Return all of the data exactly as given.
[start Supplied material]
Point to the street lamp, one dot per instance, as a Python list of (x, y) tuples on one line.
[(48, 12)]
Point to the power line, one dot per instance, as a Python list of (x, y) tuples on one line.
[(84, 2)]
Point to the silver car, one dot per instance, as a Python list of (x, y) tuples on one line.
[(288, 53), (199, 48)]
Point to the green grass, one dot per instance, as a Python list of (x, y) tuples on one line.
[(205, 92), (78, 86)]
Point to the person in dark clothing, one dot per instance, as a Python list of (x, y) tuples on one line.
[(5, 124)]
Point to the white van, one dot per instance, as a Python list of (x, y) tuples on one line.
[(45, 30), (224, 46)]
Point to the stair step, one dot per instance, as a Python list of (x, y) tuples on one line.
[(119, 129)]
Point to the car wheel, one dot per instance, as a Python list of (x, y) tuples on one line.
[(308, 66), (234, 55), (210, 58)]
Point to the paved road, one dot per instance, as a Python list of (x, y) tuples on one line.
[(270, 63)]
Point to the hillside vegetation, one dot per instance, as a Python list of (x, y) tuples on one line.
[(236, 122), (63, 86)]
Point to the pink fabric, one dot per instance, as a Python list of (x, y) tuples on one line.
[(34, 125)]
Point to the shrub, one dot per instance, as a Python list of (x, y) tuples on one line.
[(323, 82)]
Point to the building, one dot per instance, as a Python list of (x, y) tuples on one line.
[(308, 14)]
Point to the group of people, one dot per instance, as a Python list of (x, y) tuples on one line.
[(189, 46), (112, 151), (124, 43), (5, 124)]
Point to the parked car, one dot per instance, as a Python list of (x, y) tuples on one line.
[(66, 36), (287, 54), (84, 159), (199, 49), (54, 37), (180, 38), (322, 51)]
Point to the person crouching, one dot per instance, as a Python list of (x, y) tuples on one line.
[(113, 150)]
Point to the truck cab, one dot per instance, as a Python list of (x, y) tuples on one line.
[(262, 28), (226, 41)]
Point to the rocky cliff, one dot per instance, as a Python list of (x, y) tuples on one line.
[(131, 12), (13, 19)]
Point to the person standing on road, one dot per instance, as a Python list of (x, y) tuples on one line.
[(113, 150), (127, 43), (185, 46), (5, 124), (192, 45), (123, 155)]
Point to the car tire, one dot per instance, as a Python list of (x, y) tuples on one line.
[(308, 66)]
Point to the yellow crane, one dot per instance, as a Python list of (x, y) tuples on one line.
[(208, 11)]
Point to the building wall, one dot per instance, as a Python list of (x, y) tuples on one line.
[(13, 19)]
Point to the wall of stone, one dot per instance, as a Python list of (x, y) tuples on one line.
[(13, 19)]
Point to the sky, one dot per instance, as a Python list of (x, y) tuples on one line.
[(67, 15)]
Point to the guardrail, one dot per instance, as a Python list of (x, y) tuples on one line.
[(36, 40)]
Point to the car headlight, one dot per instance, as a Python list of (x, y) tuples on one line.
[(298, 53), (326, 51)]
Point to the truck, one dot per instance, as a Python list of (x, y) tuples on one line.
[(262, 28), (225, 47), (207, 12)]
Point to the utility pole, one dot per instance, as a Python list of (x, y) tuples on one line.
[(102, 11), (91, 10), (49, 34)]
[end Supplied material]
== Response to the task ==
Point to the street lamp, one dot per instance, as a Python list of (x, y) tuples on one line.
[(48, 12)]
Point to the power line, one dot per instance, as a Python list of (x, y) tuples on one line.
[(84, 2)]
Point to the silver car, one dot per instance, as a Python list of (x, y) tuples on one line.
[(288, 53), (199, 48)]
Point to the green grass, one dot per instance, as a Python list of (x, y) tuples on one line.
[(205, 92), (78, 86)]
Point to the person in dark clothing, one dot per instance, as a Python list of (x, y) tuples on one line.
[(5, 124)]
Point to the white van, one dot per instance, as a Python list of (x, y) tuples on one line.
[(45, 30), (224, 46)]
Point to the stair step, one dot per instance, as a Python list of (x, y) tuples on one line.
[(119, 129)]
Point to the car wheel, one dot per instance, as a Python list of (x, y) tuples on one line.
[(308, 66), (234, 55), (210, 58)]
Point to the paved road, one dot per instance, as a Python list of (x, y) tuples on one line.
[(270, 63)]
Point to the hillside vegetation, one dot per instance, as a Python list of (x, y) tuples on one line.
[(236, 122), (63, 86)]
Point to the pink fabric, one dot per instance, as a Python list of (x, y) tuples on one line.
[(34, 125)]
Point to the shrub, one dot per instance, as a Python list of (x, y) tuples on one line.
[(323, 82)]
Point to the building, one dot per instance, as a Python list of (x, y) tuples on one line.
[(308, 14)]
Point to the group of people, one dot per instance, as a Python list of (x, y) tuples on one line.
[(189, 46), (112, 151), (124, 43), (5, 124)]
Point to the parked car, one dot per instance, as a Python list of (x, y) tuples on one line.
[(66, 36), (287, 54), (84, 159), (199, 49), (54, 37), (180, 38), (322, 51)]
Point to the person crouching, one dot per instance, as a Python list of (x, y) tuples on one line.
[(113, 150)]
Point to the truck cab, one dot per instance, as a Python list of (x, y) tuples on one line.
[(262, 28), (226, 41)]
Point to the rocky cliff, one dot per instance, as a Python list of (x, y) tuples on one line.
[(131, 12), (13, 19)]
Point to the person standing on road, one dot per instance, as a Python list of (x, y) tuples on one line.
[(113, 150), (127, 43), (185, 46), (5, 124), (192, 45), (123, 155)]
Point to the car tire, one dot per instance, as a Python list of (x, y) tuples on one line.
[(308, 66)]
Point to the yellow crane, one dot per instance, as a Python list of (x, y) tuples on one line.
[(208, 11)]
Point to the building wall, one dot per instance, as a Python list of (x, y) tuples on one line.
[(13, 19)]
Point to the wall of stone, one dot per instance, as a Python list of (x, y) tuples on one line.
[(13, 19)]
Point to the sky, one dot per instance, as a Python list of (x, y) tuples on one line.
[(67, 15)]
Point to the guardrail, one dot per instance, as a Python list of (x, y) tuples on one line.
[(36, 40)]
Point to the car headlight, one dot per instance, as a Python list of (x, y) tuples on one line.
[(298, 53), (326, 51)]
Point to the truck, one dot per instance, as a Python list of (x, y) tuples on one line.
[(262, 28), (225, 47), (207, 12)]
Point to the utility pole, one dot per instance, as a Python list of (x, y) tuples on one line.
[(102, 11), (91, 10), (49, 34)]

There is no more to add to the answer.